#### WHAT YOU ARE ASKED TO DO
From the first line to the last, restate the material word for word; pictures stay out.

* * *

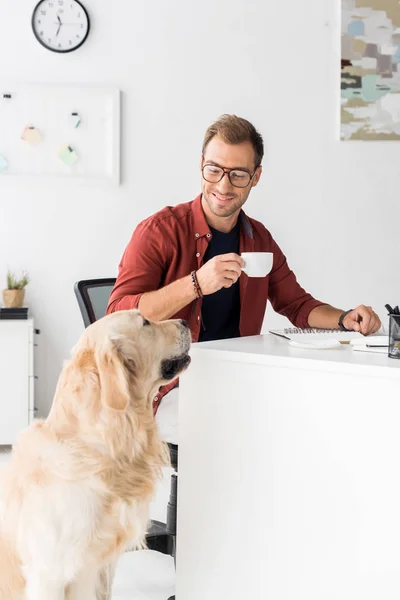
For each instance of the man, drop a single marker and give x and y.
(184, 261)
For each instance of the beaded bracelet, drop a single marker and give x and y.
(196, 285)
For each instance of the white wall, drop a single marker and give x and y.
(332, 206)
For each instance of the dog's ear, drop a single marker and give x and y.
(114, 375)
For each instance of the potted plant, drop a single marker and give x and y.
(14, 295)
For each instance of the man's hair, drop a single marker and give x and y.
(235, 130)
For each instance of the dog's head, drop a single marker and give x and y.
(133, 356)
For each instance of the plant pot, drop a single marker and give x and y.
(13, 298)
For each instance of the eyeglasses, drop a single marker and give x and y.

* * *

#### TASK SOLUTION
For each instance of the man, drop a single marker and give x and y.
(184, 261)
For each instance of the beaded bracelet, drop a single marker and give x and y.
(196, 285)
For each instance of the white wall, drop a single marker and give x and y.
(332, 206)
For each instance of the dog's ear, drop a single marker and give x and y.
(114, 375)
For each instance of the potted plant, drop a single marker and give x and y.
(14, 295)
For each instance of the man's hair, drop a single marker and give x and y.
(235, 130)
For each instance of the dog's head, drop a single marker and give x and y.
(133, 356)
For each instance of the plant pot, drop a single marker and give x and y.
(13, 298)
For each instance of the eyeglasses, drop a single marker and give x and y.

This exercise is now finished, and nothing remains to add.